** start MATERIAL FOR THE TASK **

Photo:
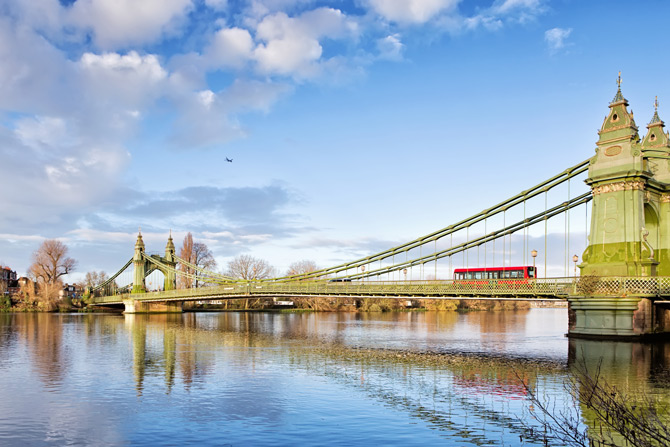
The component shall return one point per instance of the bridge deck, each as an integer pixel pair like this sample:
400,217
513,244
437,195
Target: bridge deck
556,288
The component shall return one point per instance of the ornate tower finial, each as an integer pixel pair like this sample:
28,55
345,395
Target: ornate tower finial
618,97
655,118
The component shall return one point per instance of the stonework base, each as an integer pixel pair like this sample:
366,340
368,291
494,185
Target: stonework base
611,317
144,307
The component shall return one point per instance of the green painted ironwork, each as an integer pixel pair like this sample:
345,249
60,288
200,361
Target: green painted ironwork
545,288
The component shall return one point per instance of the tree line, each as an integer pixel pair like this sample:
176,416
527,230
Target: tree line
50,263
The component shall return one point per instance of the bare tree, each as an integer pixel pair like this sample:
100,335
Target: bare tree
93,279
301,267
614,417
195,253
204,259
50,263
248,267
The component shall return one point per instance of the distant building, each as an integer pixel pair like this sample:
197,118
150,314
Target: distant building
8,280
71,291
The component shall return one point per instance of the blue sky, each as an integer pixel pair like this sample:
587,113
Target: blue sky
353,125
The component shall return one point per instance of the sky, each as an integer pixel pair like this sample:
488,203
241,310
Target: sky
353,126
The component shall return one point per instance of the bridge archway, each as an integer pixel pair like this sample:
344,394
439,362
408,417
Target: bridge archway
651,224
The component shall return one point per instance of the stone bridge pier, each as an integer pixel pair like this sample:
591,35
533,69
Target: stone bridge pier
630,227
142,267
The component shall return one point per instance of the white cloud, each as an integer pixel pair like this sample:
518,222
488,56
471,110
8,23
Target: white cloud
507,6
411,11
292,44
230,47
207,118
556,38
119,23
390,47
218,5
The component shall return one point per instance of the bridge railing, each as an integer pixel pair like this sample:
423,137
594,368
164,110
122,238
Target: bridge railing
544,287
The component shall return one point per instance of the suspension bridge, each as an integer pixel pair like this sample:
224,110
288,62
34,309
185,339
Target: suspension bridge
622,289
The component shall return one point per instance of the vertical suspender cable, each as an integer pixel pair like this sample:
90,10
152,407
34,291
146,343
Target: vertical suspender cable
467,239
485,244
525,235
545,233
435,249
503,238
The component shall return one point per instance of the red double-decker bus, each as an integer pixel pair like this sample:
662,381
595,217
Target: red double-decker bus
523,272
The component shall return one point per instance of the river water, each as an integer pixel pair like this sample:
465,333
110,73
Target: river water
406,378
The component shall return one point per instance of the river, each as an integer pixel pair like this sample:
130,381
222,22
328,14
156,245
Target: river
402,378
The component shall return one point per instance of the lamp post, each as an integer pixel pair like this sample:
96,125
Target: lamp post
533,253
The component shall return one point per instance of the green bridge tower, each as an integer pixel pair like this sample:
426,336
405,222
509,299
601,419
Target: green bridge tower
630,225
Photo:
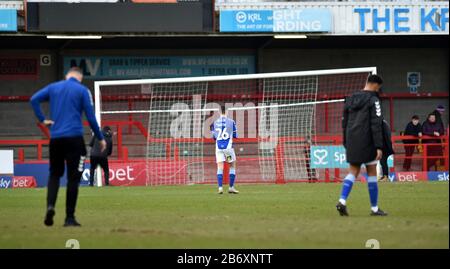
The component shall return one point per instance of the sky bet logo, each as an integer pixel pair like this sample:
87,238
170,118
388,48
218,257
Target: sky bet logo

** end MATERIAL FOR THE TASK **

§ TO BE DONE: From the line containing "of the suspension" through the last line of the material above, write out each line exactly, leaving aside all pictures.

§ OUTPUT OF THE EXERCISE:
The component shall return one point per instance of the suspension bridge, each as an integer pixel pair like this sample:
224,110
288,62
34,309
185,339
Target: suspension bridge
622,289
The component shall return one point per instance of the vertical suspender cable, each as an integer pixel pair like this sample:
90,10
152,407
34,291
146,343
Target: vertical suspender cable
467,239
485,244
525,235
545,233
435,249
503,238
The component shall return one point per instance of the red double-decker bus, each as an integer pixel pair like this sample:
662,381
595,217
Target: red double-decker bus
523,272
The component shall return one point per instance of the river water, each as an integer pixel pair like this sample:
465,333
110,73
Target: river water
406,378
The component shall return one point per instance of the river, each as an integer pixel pair like this sample:
130,381
222,22
328,14
156,245
Target: river
402,378
The component shall return one point per instance of the lamp post, each as an integer pixel pair like this sample:
96,125
Target: lamp post
533,253
The component shall return one point per instance of the green bridge tower, each as an integer pixel pair like this sample:
426,336
405,222
509,299
601,419
Target: green bridge tower
630,225
Photo:
The component shall return one point per instance of the sky bet logo, each as an integer pixel pair like this sample:
87,238
170,118
388,48
218,257
Target: sky bet logo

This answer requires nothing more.